MOLECULES for DINNER

 

Once upon a time, when organic carrots were just called carrots, people ate seasonally-available, locally-grown food and the most popular fast food was a ploughman’s lunch: a time before “The Clown, The King, and The Colonel”.

 

This was a time when people went to bed with the sun and midnight really was the middle of the night. People toiled in the fields. There were very few who sat at a desk all day and none that spent their evenings on the sofa watching Netflix.

 

Things have changed (some for the better) and our resulting post-Henry Ford, food landscape has become a little more complicated. For many, the fresh produce aisles that mark the perimeter of supermarkets are now their only contact with agriculture. These increasingly home-brand dominated temples give centre stage to the processed and packaged, shelf-stable products with “added value”; many adorned with on-trend labels such as low fat, antioxidant-rich, high in omega3, cholesterol-lowering and glutenfree.

 

Wouldn’t it be great if you knew what all those molecules were and you didn’t need a label to know where to get the good stuff? Say, understanding what free radicals really were and how you can minimise your exposure to these bad-ass molecules? I’ll wager that everyone has heard of antioxidants and that virtually no one knows how they placate free radicals or what can happen if those free radicals are left to run amok.

 

Once you understand that the scenes are all played out at a cellular level by molecules, you will want the good guys to outweigh the baddies.

 

Our food landscape has changed immeasurably over the last hundred years or so. Understanding the historical context and the advances that have been made in science and industry can help us to understand those changes and how we got to where we are today.

 

Once you understand the basic mechanisms that govern our metabolism, you will realise that the art of eating well is not complicated.

 

MOLECULES for DINNER:

  • How genes direct the production of proteins and how telomeres protect your DNA.
  • What gluten is and how it may affect your health.
  • How molecules found in cruciferous veg can help stave off cancer.
  • Bite-size sections on lipids, protein, carbohydrates and fibre: from the food on your plate to you.
  • What cholesterol is, how your cells use it and how soluble fibre can reduce the amount your body absorbs.
== == ==
**TASK ITEM:** Please echo back the entire Molecules for Dinner passage, word for word. Rely on the Molecules for Dinner passage and nothing else.

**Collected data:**
== == ==
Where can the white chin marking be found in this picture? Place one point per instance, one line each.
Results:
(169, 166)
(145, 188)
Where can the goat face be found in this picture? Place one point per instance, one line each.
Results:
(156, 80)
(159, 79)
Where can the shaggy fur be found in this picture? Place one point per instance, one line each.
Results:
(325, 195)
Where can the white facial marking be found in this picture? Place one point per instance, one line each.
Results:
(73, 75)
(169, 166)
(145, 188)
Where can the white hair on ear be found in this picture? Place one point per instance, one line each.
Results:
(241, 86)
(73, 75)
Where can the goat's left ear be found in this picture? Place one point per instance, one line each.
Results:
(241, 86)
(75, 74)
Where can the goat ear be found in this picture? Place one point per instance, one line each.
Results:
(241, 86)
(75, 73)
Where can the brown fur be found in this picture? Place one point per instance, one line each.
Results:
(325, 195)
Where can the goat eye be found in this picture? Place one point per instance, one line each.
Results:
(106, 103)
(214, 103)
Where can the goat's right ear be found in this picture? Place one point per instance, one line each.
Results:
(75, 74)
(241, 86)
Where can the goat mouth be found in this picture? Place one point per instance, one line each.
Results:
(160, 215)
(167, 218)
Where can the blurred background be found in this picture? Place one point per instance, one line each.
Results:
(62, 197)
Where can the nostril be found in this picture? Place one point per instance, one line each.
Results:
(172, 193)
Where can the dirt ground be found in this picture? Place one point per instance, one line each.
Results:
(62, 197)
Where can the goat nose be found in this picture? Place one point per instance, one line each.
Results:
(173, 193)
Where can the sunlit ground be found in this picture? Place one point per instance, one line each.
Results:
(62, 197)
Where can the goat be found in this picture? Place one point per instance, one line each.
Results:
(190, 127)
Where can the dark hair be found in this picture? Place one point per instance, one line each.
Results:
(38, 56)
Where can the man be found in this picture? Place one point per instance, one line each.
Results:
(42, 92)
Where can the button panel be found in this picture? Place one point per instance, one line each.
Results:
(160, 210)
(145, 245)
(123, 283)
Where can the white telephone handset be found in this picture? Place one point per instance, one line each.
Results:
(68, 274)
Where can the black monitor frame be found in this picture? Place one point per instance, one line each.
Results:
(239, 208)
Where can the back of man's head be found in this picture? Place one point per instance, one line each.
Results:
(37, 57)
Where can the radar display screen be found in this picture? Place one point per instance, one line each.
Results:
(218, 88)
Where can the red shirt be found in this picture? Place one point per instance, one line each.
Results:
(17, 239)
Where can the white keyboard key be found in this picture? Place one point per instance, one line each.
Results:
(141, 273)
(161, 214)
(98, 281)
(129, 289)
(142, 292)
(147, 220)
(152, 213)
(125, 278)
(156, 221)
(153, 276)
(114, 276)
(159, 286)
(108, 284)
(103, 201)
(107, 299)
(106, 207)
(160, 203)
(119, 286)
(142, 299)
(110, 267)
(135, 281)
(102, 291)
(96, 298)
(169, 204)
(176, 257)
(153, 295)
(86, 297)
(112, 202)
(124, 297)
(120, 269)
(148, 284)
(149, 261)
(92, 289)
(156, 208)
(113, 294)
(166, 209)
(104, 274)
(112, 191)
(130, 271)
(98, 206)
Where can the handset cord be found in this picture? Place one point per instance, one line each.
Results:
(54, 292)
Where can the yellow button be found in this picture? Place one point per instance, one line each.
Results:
== == ==
**ANSWER TO THE EXERCISE:**
MOLECULES for DINNER

 

Once upon a time, when organic carrots were just called carrots, people ate seasonally-available, locally-grown food and the most popular fast food was a ploughman’s lunch: a time before “The Clown, The King, and The Colonel”.

 

This was a time when people went to bed with the sun and midnight really was the middle of the night. People toiled in the fields. There were very few who sat at a desk all day and none that spent their evenings on the sofa watching Netflix.

 

Things have changed (some for the better) and our resulting post-Henry Ford, food landscape has become a little more complicated. For many, the fresh produce aisles that mark the perimeter of supermarkets are now their only contact with agriculture. These increasingly home-brand dominated temples give centre stage to the processed and packaged, shelf-stable products with “added value”; many adorned with on-trend labels such as low fat, antioxidant-rich, high in omega3, cholesterol-lowering and glutenfree.

 

Wouldn’t it be great if you knew what all those molecules were and you didn’t need a label to know where to get the good stuff? Say, understanding what free radicals really were and how you can minimise your exposure to these bad-ass molecules? I’ll wager that everyone has heard of antioxidants and that virtually no one knows how they placate free radicals or what can happen if those free radicals are left to run amok.

 

Once you understand that the scenes are all played out at a cellular level by molecules, you will want the good guys to outweigh the baddies.

 

Our food landscape has changed immeasurably over the last hundred years or so. Understanding the historical context and the advances that have been made in science and industry can help us to understand those changes and how we got to where we are today.

 

Once you understand the basic mechanisms that govern our metabolism, you will realise that the art of eating well is not complicated.

 

MOLECULES for DINNER:

  • How genes direct the production of proteins and how telomeres protect your DNA.
  • What gluten is and how it may affect your health.
  • How molecules found in cruciferous veg can help stave off cancer.
  • Bite-size sections on lipids, protein, carbohydrates and fibre: from the food on your plate to you.
  • What cholesterol is, how your cells use it and how soluble fibre can reduce the amount your body absorbs.